| DATASET RECORDS |
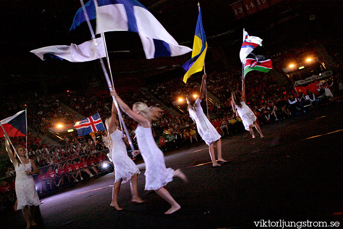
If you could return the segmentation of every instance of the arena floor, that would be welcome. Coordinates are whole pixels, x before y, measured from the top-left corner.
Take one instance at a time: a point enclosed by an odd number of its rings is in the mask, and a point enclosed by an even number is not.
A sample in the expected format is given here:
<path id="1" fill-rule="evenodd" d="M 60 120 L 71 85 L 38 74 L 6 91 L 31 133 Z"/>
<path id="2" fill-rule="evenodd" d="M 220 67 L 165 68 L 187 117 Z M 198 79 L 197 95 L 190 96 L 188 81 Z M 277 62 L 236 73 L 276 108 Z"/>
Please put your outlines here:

* * *

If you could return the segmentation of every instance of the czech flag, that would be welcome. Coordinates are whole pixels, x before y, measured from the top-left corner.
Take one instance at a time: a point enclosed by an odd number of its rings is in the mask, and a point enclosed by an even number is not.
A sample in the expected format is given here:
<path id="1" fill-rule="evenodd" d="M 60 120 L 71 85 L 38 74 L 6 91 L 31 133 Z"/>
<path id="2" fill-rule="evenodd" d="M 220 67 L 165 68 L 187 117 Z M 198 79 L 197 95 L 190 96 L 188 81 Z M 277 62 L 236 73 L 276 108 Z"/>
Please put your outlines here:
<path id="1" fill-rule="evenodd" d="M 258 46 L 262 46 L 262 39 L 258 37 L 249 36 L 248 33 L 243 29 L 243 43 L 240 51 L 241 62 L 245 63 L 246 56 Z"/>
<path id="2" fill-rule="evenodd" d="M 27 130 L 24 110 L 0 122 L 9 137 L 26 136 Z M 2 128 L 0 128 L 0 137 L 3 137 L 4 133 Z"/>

| WORK INSTRUCTIONS |
Count the lines in the listing above that contain the word "welcome". Reply with the number alone.

| ANSWER TO THE PROBLEM |
2